■ WORK TASK
Begin at the line containing "552, row 173." in the data below and go on through the line containing "392, row 423.", repeating each line exactly; include both ends and no other line.

-------- ENTRIES SHOWN --------

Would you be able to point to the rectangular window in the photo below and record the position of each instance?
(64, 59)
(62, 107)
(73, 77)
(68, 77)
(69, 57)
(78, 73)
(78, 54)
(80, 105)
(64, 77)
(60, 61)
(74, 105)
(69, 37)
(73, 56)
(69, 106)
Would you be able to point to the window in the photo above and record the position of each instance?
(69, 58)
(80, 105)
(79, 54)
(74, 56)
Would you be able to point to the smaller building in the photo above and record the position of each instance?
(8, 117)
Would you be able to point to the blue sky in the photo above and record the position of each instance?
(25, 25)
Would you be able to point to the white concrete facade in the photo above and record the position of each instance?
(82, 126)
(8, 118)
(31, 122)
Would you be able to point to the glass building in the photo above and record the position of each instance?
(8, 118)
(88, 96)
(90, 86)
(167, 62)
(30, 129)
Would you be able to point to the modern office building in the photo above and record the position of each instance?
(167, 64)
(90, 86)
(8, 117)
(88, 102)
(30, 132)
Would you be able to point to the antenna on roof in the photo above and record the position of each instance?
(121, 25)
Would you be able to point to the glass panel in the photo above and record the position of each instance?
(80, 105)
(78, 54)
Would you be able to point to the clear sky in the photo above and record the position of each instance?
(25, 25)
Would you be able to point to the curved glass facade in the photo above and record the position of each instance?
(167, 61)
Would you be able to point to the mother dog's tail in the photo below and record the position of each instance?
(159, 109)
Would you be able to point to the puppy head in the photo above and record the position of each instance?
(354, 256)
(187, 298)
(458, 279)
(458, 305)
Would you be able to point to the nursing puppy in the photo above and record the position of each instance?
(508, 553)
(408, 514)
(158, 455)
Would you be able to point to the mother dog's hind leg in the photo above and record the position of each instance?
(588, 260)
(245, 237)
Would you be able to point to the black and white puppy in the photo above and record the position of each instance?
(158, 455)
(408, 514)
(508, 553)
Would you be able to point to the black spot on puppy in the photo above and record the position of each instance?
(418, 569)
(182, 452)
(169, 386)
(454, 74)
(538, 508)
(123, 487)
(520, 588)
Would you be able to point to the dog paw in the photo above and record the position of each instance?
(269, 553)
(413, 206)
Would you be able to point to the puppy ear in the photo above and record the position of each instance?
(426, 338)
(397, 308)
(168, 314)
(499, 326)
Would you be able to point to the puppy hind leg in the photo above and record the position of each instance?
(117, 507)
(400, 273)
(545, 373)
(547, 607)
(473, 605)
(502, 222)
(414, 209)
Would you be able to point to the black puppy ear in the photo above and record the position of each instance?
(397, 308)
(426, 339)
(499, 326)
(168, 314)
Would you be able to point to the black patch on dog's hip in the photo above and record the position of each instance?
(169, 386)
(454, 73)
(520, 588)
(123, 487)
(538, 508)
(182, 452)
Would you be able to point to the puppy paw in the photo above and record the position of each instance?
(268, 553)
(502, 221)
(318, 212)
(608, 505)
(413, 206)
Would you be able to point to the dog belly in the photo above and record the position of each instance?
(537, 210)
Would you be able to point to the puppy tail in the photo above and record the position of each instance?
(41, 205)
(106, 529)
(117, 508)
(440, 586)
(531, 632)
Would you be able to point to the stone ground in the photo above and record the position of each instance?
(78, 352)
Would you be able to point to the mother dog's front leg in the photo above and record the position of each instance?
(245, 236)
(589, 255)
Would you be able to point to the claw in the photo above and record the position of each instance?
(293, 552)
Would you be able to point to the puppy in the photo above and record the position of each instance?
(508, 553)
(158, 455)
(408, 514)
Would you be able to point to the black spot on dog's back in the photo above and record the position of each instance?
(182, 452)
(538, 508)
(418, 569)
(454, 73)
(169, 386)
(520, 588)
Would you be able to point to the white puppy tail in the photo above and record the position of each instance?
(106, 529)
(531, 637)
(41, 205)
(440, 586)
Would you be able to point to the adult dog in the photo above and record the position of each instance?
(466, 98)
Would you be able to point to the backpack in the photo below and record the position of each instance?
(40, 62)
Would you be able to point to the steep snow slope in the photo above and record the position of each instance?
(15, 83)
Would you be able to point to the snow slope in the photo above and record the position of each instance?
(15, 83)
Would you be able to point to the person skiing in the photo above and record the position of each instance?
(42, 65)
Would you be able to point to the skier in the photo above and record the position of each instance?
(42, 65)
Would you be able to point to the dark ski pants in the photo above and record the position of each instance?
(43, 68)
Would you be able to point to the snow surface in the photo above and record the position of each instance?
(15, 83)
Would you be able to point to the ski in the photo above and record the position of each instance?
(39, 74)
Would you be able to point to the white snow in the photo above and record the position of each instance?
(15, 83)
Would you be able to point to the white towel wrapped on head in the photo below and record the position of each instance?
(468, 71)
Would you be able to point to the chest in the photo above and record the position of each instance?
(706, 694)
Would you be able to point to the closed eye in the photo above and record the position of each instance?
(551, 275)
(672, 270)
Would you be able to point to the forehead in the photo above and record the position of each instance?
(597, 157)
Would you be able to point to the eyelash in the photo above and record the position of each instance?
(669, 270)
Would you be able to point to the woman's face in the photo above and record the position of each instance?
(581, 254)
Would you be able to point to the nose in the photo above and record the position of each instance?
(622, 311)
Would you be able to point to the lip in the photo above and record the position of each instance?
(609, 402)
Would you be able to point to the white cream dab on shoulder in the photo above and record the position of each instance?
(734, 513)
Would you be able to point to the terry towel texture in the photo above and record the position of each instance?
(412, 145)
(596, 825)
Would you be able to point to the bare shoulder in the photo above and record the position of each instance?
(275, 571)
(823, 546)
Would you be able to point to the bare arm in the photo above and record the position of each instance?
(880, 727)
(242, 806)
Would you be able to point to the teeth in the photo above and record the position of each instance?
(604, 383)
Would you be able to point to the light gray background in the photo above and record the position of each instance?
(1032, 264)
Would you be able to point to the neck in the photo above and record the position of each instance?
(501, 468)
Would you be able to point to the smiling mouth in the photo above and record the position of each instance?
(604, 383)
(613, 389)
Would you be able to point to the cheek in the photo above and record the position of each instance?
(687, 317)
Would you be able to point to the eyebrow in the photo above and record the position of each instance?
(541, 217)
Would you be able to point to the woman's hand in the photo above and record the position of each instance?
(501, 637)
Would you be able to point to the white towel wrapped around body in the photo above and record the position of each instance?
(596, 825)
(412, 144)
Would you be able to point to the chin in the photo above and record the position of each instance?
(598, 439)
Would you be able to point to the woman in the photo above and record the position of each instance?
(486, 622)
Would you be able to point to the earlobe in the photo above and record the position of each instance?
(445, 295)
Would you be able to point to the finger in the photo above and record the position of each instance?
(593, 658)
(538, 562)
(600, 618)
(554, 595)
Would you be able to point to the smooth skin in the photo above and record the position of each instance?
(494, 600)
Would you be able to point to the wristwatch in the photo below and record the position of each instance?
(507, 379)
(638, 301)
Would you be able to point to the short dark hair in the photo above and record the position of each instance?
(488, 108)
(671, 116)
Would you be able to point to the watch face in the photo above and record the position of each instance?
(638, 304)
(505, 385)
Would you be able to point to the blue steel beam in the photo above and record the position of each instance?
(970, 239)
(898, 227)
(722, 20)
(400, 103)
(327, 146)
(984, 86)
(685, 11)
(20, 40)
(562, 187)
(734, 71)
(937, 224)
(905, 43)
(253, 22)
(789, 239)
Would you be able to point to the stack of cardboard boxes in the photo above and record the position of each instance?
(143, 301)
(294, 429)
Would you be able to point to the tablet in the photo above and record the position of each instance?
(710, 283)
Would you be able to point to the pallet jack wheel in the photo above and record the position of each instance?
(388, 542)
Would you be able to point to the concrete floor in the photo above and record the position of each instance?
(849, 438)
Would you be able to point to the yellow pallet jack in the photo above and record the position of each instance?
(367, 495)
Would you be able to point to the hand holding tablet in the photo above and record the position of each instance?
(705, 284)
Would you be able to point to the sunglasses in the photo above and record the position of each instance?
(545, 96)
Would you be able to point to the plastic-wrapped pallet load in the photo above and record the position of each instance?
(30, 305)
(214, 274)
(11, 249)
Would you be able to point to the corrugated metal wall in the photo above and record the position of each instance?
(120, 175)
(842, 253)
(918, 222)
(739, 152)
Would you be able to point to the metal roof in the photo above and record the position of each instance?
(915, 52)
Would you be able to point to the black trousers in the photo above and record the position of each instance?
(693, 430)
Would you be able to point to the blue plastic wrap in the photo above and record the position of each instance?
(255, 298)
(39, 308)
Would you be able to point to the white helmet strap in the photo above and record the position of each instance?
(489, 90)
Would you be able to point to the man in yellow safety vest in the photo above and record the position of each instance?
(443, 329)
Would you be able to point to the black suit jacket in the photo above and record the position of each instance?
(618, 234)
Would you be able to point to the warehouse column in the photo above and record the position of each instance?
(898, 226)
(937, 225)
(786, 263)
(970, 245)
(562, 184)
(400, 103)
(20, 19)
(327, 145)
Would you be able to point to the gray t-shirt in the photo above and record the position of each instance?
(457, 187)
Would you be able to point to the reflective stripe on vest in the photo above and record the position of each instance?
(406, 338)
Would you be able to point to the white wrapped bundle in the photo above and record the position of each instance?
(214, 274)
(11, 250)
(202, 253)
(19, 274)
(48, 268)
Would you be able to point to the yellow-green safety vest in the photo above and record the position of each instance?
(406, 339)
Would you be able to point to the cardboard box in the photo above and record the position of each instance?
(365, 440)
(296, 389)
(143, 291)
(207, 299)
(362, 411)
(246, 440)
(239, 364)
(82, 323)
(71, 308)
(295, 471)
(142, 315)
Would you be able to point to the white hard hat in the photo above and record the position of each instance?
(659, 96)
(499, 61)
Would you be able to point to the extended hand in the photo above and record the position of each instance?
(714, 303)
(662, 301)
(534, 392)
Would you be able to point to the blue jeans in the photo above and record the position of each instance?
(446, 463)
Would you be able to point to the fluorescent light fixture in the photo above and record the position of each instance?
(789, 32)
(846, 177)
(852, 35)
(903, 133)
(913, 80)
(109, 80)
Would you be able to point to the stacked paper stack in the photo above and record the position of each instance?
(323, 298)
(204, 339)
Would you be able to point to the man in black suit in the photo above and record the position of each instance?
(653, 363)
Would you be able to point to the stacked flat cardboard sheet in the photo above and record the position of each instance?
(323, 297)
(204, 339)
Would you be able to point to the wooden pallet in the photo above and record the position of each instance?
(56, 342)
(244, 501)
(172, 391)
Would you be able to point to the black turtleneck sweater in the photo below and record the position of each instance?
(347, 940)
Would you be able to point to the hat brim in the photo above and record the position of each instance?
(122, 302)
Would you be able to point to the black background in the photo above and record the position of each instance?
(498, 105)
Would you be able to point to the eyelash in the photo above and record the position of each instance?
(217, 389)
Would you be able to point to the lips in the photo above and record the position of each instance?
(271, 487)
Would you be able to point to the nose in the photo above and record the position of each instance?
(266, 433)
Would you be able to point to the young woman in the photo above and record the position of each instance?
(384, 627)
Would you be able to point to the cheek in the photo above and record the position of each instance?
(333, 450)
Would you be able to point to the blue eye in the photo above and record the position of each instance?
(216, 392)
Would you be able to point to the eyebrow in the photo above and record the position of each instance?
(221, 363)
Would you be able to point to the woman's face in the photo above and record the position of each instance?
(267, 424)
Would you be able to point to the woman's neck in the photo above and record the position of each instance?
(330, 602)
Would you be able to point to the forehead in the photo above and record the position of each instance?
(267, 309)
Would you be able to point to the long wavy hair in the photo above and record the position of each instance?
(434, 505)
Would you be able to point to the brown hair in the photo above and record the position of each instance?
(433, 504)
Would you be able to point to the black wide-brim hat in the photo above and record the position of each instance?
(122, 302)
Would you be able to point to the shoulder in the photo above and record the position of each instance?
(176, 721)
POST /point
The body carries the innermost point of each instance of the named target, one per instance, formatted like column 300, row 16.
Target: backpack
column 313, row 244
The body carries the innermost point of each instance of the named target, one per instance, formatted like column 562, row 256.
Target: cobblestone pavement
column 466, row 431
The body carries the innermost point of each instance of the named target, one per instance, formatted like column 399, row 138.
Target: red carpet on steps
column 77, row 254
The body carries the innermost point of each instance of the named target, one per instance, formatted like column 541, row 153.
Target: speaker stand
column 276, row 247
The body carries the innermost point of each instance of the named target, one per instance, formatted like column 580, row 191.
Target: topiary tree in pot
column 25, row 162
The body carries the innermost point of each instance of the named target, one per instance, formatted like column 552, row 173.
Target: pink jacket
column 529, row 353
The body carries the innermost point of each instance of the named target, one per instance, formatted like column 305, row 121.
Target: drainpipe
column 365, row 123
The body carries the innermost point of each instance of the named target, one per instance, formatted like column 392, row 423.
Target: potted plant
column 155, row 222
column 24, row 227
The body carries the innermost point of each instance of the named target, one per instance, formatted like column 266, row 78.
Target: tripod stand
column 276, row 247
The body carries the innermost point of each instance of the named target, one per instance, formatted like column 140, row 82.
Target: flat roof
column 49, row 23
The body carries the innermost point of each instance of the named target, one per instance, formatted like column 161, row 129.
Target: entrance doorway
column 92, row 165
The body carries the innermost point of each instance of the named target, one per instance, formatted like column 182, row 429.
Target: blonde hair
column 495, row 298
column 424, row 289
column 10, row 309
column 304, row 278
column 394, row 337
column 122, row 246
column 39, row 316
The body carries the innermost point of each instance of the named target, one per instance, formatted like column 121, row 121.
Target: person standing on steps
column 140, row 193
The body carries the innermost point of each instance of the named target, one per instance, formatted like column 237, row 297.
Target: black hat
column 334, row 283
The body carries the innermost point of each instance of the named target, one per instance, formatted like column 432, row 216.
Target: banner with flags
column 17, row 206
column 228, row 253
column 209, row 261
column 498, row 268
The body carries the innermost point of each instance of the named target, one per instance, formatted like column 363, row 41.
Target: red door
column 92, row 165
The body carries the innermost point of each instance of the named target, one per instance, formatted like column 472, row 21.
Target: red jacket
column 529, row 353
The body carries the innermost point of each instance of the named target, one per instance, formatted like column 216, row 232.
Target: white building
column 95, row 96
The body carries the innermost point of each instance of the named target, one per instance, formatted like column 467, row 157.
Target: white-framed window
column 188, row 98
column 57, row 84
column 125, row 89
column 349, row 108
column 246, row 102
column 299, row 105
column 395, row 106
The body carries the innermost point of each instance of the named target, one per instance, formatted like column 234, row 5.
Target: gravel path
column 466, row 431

--------

■ WRITTEN SOLUTION
The body carries the innermost point of each instance of the named target, one per instance, formatted like column 552, row 173.
Target: pink jacket
column 529, row 353
The body carries the innermost point of each instance of the named target, one per instance, formatted like column 305, row 121.
Target: drainpipe
column 365, row 123
The body carries the innermost point of each instance of the named target, one per instance, formatted like column 392, row 423.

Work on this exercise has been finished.